[Data for analysis Boundary: Start]
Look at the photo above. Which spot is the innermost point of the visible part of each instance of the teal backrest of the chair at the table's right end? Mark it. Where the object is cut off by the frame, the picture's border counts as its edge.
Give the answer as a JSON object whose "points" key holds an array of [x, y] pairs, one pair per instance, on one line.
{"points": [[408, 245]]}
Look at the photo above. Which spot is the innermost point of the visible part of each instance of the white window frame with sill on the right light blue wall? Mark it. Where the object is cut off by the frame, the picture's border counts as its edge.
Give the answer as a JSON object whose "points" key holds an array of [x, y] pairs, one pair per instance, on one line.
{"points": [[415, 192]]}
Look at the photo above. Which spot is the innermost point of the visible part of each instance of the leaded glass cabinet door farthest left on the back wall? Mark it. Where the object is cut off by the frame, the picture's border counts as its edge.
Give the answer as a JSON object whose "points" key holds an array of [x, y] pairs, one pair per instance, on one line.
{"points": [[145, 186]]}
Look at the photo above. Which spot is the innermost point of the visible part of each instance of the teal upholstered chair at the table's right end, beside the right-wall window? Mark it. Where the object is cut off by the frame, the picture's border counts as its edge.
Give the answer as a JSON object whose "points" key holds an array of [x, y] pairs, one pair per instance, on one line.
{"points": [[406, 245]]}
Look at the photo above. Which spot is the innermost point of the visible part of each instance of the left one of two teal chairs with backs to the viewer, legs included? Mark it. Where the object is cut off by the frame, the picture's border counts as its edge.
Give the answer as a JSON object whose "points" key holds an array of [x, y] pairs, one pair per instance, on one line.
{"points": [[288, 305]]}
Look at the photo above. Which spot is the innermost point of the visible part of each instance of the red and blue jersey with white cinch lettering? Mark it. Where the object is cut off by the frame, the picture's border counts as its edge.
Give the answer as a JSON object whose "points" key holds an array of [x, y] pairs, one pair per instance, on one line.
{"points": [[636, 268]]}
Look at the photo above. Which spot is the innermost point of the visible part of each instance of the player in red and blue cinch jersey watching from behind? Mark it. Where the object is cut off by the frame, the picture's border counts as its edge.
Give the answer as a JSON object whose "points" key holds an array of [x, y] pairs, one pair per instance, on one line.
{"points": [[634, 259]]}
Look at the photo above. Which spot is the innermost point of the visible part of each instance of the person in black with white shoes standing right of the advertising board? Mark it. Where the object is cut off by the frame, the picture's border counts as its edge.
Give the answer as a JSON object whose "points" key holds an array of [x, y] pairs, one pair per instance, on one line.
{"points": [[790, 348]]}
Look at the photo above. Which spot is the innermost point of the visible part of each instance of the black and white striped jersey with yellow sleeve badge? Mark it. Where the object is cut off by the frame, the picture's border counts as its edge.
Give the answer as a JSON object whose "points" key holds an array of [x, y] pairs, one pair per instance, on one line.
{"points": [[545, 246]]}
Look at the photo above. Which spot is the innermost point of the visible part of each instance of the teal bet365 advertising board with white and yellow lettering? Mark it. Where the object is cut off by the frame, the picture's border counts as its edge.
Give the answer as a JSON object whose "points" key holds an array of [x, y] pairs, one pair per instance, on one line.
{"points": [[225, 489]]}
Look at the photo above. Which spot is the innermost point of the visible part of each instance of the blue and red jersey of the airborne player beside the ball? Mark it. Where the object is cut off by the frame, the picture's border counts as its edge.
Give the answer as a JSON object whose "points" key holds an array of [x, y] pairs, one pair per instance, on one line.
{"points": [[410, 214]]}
[Data for analysis Boundary: End]
For the listing above, identify each line bearing "window".

Look at the photo above. Which spot is the innermost point of the visible part of each instance of the white window frame with sill on the right light blue wall? Mark it. Where the object is cut off by the frame, the picture's border counts as its edge.
Look at the photo above. Which spot is the innermost point of the visible part of each instance of the teal upholstered chair at the table's right end, beside the right-wall window? Mark it. Where the object is cut off by the frame, the picture's border counts as its edge.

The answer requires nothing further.